— Provided material —
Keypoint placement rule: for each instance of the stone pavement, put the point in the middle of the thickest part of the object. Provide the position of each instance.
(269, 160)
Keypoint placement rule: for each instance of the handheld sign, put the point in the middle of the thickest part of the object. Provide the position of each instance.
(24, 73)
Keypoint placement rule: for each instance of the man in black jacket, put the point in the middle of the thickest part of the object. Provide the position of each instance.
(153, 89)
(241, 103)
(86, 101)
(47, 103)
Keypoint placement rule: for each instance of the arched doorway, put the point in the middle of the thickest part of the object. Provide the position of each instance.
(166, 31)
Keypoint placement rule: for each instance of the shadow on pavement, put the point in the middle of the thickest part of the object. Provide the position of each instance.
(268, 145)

* * *

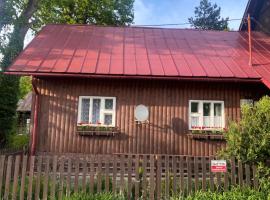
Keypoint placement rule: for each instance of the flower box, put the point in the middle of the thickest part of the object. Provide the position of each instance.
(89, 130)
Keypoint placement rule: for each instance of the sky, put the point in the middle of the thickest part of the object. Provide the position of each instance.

...

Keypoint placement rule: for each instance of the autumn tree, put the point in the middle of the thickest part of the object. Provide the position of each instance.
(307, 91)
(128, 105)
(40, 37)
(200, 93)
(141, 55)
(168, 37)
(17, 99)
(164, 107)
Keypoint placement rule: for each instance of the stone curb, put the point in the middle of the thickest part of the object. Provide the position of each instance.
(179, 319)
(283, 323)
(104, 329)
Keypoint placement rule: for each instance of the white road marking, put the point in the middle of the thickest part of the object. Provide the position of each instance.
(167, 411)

— Assignment —
Your answer should consist only of the lines above between the line holding "Keypoint placement rule: for each instance of the flower" and the line holding "Keypoint placement rule: for each instance of the sky, put", inclusive, each transcribed exactly.

— Your solution —
Keypoint placement rule: for each instance of the flower box, put the point in the middle of the thickest part of the object. Provide the position of each instance.
(89, 130)
Keypoint placement rule: for each instance of the sky, put the point in the middle of the thickest part of the object. Provide the position of each instance.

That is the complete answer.